• _Required task_: Below is the data. Give it again, complete and exact.

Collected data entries
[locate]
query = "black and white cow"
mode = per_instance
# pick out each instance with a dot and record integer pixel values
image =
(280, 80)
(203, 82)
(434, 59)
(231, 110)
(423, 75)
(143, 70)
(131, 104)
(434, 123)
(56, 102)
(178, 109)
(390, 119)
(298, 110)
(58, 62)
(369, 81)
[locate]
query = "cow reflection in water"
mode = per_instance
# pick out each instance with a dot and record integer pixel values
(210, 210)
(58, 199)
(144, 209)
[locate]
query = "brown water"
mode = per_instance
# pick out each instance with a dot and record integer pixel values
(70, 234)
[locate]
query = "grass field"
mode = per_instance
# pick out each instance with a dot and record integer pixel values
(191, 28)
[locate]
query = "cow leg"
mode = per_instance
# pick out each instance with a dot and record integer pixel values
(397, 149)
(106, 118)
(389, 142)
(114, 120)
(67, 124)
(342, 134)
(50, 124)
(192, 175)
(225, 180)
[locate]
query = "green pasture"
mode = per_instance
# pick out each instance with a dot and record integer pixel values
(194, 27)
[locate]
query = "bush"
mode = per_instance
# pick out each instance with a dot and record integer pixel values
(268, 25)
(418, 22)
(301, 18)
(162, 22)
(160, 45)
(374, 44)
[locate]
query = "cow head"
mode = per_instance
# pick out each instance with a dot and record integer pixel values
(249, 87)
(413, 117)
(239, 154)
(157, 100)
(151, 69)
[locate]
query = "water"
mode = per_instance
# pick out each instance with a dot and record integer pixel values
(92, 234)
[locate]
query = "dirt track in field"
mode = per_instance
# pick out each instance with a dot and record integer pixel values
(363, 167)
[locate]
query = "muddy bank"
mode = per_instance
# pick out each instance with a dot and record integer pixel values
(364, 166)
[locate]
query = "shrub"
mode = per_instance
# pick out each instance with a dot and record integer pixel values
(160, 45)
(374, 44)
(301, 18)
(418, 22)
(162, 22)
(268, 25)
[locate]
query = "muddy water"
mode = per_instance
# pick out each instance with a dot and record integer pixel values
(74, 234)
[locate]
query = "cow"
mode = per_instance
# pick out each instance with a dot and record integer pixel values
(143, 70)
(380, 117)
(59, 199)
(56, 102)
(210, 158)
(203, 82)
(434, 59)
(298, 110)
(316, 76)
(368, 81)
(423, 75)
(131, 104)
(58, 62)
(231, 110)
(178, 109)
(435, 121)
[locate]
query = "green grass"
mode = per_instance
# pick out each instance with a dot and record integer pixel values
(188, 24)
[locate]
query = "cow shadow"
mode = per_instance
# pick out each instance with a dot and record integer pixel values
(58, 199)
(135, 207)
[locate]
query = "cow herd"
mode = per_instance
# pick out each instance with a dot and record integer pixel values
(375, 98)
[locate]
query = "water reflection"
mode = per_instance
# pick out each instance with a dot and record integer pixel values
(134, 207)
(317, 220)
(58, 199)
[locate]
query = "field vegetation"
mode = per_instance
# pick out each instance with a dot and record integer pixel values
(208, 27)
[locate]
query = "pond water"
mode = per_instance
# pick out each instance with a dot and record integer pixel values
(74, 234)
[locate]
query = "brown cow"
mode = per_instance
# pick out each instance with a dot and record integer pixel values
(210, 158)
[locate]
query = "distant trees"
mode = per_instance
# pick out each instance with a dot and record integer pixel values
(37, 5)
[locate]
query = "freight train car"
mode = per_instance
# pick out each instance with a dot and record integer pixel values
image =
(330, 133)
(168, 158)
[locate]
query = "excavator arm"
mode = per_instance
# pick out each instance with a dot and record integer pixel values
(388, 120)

• _Final answer_:
[locate]
query = "black and white cow"
mode = per_instance
# pick out each instance with a dot and record integer pixel values
image =
(280, 80)
(203, 82)
(434, 59)
(231, 110)
(423, 75)
(143, 70)
(131, 104)
(434, 123)
(56, 102)
(178, 109)
(390, 119)
(298, 110)
(58, 62)
(369, 81)
[locate]
query = "cow reflection in water"
mode = per_instance
# pick out each instance with a dot and record integer pixel values
(210, 210)
(58, 199)
(144, 209)
[locate]
query = "brown water"
mode = per_instance
# pick out each instance with a dot and record integer pixel values
(70, 234)
[locate]
query = "grass field"
mode = per_instance
# pick out each instance with a dot and record integer pixel values
(191, 28)
[locate]
query = "cow leg"
mode = per_instance
# pick out each instance with a dot and record integer pixel values
(397, 149)
(106, 118)
(389, 142)
(114, 120)
(67, 124)
(342, 134)
(50, 124)
(192, 175)
(225, 180)
[locate]
query = "green pasture"
mode = per_instance
# pick out each instance with a dot and record integer pixel values
(194, 27)
[locate]
query = "bush"
mode = per_instance
# pick out each instance with a dot and record integer pixel values
(268, 25)
(418, 22)
(301, 18)
(162, 22)
(160, 45)
(374, 44)
[locate]
query = "cow head"
mode = per_instance
# pick out each instance with a dot and record integer pixel values
(249, 87)
(413, 117)
(239, 154)
(157, 100)
(151, 69)
[locate]
query = "water"
mode = per_instance
# pick out each instance with a dot and record integer pixel values
(92, 234)
[locate]
query = "dirt track in field"
mode = per_instance
# pick out each instance with a dot and record integer pixel values
(363, 167)
[locate]
query = "muddy bank"
mode = per_instance
# pick out each instance with a dot and record integer pixel values
(364, 166)
[locate]
query = "shrub"
mode = per_instance
# pick out each instance with a dot and record integer pixel values
(160, 45)
(374, 44)
(301, 18)
(418, 22)
(162, 22)
(268, 25)
[locate]
query = "muddy water"
mode = per_instance
# pick out each instance with a dot and record integer pixel values
(74, 234)
[locate]
query = "cow"
mode = per_instance
# pick out each instance with a dot and record integer pixel values
(143, 70)
(380, 117)
(59, 199)
(56, 102)
(210, 158)
(203, 82)
(434, 59)
(298, 110)
(316, 76)
(368, 81)
(423, 75)
(131, 104)
(58, 62)
(231, 110)
(178, 109)
(435, 121)
[locate]
query = "green grass"
mode = per_instance
# pick out each instance with a dot and record integer pixel values
(188, 24)
[locate]
query = "cow shadow"
mode = per_instance
# pick out each instance with a dot and record integer pixel values
(58, 199)
(135, 207)
[locate]
query = "cow herd"
mode = per_instance
# pick out each instance with a dot and record integer pixel values
(375, 98)
[locate]
query = "water reflection"
mode = per_instance
# pick out each instance with a dot and record integer pixel values
(134, 207)
(317, 220)
(58, 199)
[locate]
query = "field vegetation"
mode = per_instance
# pick out each instance with a dot and record integer pixel values
(208, 27)
[locate]
query = "pond water"
mode = per_instance
# pick out each instance with a dot and record integer pixel values
(74, 234)
[locate]
query = "brown cow"
mode = per_instance
# pick out each instance with a dot and record integer pixel values
(210, 158)
[locate]
query = "distant trees"
mode = per_instance
# pick out each instance with a dot and record integer pixel values
(37, 5)
[locate]
query = "freight train car"
mode = per_instance
# pick out each instance with a dot and record integer pixel values
image =
(330, 133)
(168, 158)
[locate]
query = "excavator arm"
mode = per_instance
# pick out each instance with a dot and record integer pixel values
(388, 120)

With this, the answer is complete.